→ Exercise task:
Please recast the records as a Markdown table with the columns No. and Line, starting with the line that contains "front tire?" and going on through the line that contains "(633, 65), (640, 103)". Number each line in order and leave out blank lines.

→ Supplied information:
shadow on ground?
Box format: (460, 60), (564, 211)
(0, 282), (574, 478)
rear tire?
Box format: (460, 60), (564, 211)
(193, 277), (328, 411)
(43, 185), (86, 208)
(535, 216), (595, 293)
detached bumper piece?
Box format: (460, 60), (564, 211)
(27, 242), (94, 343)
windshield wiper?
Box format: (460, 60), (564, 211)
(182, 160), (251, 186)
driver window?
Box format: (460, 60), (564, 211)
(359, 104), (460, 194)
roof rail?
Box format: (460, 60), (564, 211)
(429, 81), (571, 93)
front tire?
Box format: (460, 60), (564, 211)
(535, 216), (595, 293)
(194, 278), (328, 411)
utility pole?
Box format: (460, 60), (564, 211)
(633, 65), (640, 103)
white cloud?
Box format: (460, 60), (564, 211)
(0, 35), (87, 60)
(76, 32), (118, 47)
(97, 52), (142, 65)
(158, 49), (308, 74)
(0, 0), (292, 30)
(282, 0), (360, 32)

→ Result of this exercise:
| No. | Line |
|---|---|
| 1 | front tire? |
| 2 | Box format: (460, 60), (564, 211) |
| 3 | (535, 216), (595, 293) |
| 4 | (194, 278), (328, 411) |
| 5 | utility pole? |
| 6 | Box format: (460, 60), (564, 211) |
| 7 | (633, 65), (640, 103) |